Da construção da verdade
- Antonio Sousa Ribeiro
- 28 de jan.
- 3 min de leitura
Se olharmos para casos como o de Boaventura de Sousa Santos, será muito difícil afirmar que tenha havido respeito por princípios elementares, como o da presunção de inocência.
O movimento #MeToo, com as amplas repercussões ou verdadeiras ondas de choque que suscitou, representou e representa um momento de charneira de relevância decisiva relativamente à defesa dos direitos das mulheres. Não apenas o levantamento do manto de silêncio que cobrira por demasiado tempo situações de abuso e de violência, mas também o contributo para dar visibilidade pública a essas situações e, do mesmo passo, para ampliar o próprio conceito de violência são passos determinantes. À luz, no entanto, da experiência entretanto acumulada, em particular da mais próxima de nós, algumas reflexões se impõem.

□ □ □ □ □ □ □

:: Descrição da tarefa ::
Responda a estas perguntas com base no texto acima:
(a) Segundo o texto, que princípio elementar dificilmente terá sido respeitado em casos como o de Boaventura de Sousa Santos?
(b) Que movimento é apresentado como um momento de charneira na defesa dos direitos das mulheres?
(c) Que conceito esse movimento ajudou a ampliar?

:: Listagem de registos ::

□ □ □ □ □ □ □

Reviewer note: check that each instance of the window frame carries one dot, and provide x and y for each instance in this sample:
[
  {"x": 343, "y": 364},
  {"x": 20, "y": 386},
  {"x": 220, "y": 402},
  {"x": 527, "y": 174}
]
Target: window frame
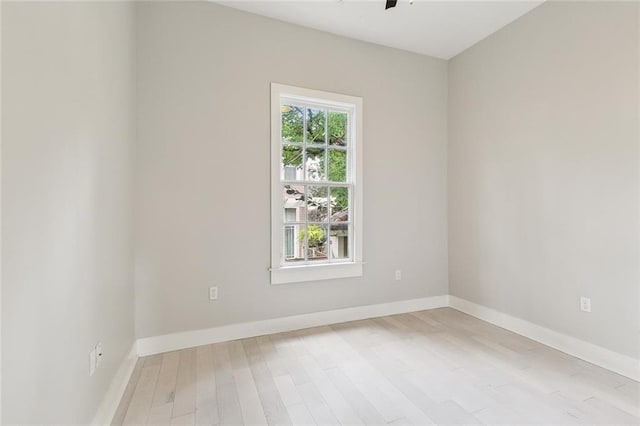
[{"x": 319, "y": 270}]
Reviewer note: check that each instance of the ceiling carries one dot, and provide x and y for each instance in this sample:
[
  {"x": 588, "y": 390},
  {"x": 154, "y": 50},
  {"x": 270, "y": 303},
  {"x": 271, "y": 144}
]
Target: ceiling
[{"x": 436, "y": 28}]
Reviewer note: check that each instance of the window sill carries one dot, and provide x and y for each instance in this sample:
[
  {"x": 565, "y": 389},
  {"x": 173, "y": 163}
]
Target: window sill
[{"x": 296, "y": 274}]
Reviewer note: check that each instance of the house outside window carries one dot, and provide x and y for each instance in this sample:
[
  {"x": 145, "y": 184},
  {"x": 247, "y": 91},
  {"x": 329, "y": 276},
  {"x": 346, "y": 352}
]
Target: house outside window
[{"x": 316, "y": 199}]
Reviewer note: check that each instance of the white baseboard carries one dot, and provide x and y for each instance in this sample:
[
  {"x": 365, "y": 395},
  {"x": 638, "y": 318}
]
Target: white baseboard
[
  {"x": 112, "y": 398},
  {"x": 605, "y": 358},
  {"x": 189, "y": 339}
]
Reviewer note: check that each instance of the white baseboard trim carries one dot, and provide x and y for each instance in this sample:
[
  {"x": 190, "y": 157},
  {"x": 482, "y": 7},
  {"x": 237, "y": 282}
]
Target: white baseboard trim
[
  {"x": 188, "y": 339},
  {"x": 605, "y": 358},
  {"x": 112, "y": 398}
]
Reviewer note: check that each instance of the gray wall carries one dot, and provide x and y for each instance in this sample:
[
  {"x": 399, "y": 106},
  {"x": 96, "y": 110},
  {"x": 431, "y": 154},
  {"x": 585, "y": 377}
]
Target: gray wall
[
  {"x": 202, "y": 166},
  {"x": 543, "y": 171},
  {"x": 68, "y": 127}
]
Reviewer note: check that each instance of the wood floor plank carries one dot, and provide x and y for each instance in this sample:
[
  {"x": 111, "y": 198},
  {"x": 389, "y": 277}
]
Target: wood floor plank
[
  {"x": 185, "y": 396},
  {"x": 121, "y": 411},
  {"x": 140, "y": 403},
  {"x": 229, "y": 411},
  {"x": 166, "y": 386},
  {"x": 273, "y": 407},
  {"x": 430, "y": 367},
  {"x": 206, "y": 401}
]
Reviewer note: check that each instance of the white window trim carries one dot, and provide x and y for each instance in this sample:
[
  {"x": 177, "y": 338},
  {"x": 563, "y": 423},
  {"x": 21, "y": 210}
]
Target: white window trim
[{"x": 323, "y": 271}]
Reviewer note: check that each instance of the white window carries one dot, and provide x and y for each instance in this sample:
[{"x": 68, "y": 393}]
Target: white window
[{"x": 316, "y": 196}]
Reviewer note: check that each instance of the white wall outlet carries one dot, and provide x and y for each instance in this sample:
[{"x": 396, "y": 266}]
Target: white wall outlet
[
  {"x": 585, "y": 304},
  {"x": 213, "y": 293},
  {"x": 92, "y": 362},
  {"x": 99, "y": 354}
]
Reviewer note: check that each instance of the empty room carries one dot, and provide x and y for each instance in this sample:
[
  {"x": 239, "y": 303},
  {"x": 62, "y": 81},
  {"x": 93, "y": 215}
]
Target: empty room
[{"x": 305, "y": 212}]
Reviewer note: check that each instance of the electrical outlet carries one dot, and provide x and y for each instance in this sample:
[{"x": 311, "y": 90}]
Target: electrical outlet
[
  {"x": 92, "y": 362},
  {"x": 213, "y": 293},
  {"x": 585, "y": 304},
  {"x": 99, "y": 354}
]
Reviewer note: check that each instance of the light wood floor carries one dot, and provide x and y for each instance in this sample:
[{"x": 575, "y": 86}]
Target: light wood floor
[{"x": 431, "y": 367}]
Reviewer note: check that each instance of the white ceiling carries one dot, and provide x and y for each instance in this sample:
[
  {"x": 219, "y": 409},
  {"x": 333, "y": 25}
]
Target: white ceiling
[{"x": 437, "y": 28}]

□ □ □ □ □ □ □

:: Resposta à tarefa ::
(a) O princípio da presunção de inocência.
(b) O movimento #MeToo.
(c) O próprio conceito de violência.